• _Your instructions_: Copy all the lines below without altering anything.

• _Recorded data_:

::::::

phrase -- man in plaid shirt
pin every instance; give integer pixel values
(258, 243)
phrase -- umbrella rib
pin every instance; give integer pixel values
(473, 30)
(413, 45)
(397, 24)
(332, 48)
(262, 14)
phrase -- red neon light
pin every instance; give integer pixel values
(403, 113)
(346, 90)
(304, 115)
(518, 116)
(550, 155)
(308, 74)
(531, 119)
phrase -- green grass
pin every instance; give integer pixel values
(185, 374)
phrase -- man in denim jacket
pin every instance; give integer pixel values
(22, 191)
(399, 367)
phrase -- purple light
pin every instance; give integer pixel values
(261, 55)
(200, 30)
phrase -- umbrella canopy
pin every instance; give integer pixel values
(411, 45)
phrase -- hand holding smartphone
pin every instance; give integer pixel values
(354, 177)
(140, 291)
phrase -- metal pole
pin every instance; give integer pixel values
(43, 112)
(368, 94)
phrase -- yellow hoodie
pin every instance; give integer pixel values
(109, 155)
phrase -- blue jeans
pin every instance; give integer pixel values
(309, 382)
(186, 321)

::::::

• _Solution below_:
phrase -- man in plaid shirt
pin every instance; give integer pixel values
(258, 243)
phrase -- umbrella rib
pin every instance; give integer pixel values
(473, 30)
(413, 45)
(397, 24)
(332, 48)
(262, 14)
phrase -- red neon light
pin every instance; give integer pixel values
(403, 113)
(346, 90)
(304, 115)
(518, 116)
(550, 155)
(308, 74)
(531, 119)
phrase -- green grass
pin every instance; give integer pixel values
(185, 374)
phrase -- man in denim jacket
pin every instance; give integer pixel values
(22, 191)
(399, 367)
phrase -- purple light
pin every instance; give integer pixel values
(261, 55)
(200, 30)
phrase -- umbrella canopy
pin every instance; give integer pixel values
(411, 45)
phrase -- hand holding smartphone
pin every instance; give integer pixel values
(354, 177)
(140, 291)
phrase -- metal pole
pin every instance; give integer pixel values
(43, 112)
(368, 94)
phrase -- yellow hoodie
pin every instance; give integer pixel values
(109, 155)
phrase -- blue jeans
pin every instance; give integer pixel values
(309, 382)
(186, 321)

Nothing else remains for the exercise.